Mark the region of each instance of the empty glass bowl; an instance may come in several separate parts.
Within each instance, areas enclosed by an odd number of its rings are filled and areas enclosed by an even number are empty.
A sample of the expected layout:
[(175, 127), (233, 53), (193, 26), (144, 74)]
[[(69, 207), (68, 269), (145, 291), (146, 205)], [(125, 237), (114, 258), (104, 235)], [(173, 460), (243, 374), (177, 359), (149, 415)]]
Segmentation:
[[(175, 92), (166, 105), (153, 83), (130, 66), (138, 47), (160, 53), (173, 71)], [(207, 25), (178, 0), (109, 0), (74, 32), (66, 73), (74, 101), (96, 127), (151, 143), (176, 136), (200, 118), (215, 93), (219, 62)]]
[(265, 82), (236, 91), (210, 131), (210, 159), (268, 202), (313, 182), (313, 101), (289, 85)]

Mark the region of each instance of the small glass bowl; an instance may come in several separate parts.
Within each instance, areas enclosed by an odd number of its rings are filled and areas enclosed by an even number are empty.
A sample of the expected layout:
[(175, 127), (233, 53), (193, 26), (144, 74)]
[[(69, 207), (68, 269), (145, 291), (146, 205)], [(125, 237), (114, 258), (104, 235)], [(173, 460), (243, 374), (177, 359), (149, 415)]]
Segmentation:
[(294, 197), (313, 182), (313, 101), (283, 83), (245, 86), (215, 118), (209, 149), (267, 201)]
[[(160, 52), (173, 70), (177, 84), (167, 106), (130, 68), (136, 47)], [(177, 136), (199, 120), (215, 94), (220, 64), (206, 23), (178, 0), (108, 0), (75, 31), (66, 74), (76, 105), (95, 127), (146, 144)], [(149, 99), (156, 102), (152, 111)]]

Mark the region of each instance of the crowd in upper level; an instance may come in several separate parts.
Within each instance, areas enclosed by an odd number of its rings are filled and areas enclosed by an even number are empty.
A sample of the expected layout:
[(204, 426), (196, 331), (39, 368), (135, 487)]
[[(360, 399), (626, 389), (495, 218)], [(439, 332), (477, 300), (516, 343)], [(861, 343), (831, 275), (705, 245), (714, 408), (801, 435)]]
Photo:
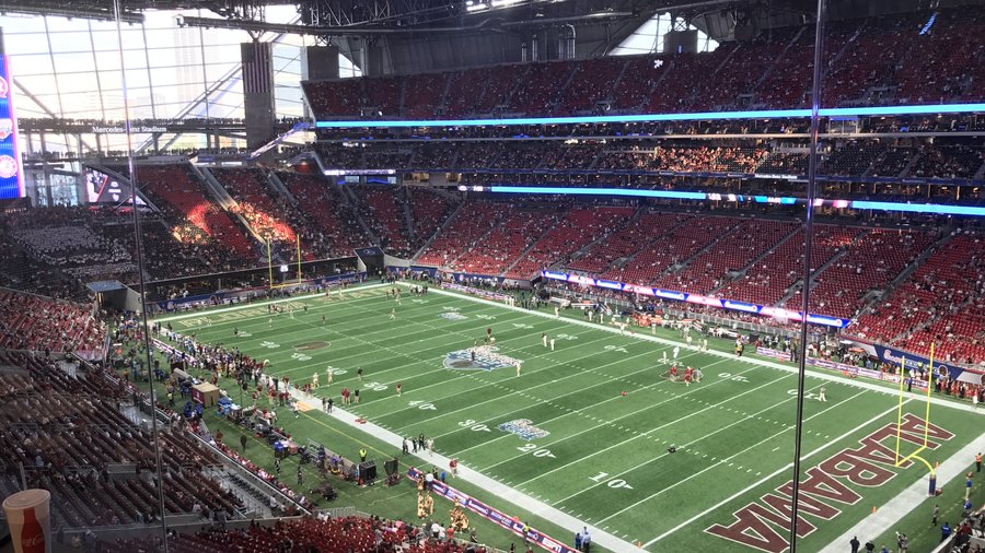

→ Directions
From the records above, copy out every line verbatim, starting at the line that contains "Mark the region of each instance of the small" and stopping after the line that contains "149), (267, 201)]".

→ Answer to this exercise
Mark the region of each instance of the small glass bowl; an instance may come in several separate parts.
Within each instance, areas enclosed by an odd number of its rings are filled and areas enclosed by an even number are empty.
A sample of the expected layout:
[(175, 127), (233, 53), (193, 26), (144, 74)]
[[(69, 207), (68, 269), (145, 291), (146, 205)], [(125, 237), (114, 258), (104, 235)], [(173, 460), (243, 374), (177, 359), (149, 415)]]
Segmentation:
[(294, 197), (313, 182), (313, 101), (283, 83), (245, 86), (215, 118), (209, 149), (267, 201)]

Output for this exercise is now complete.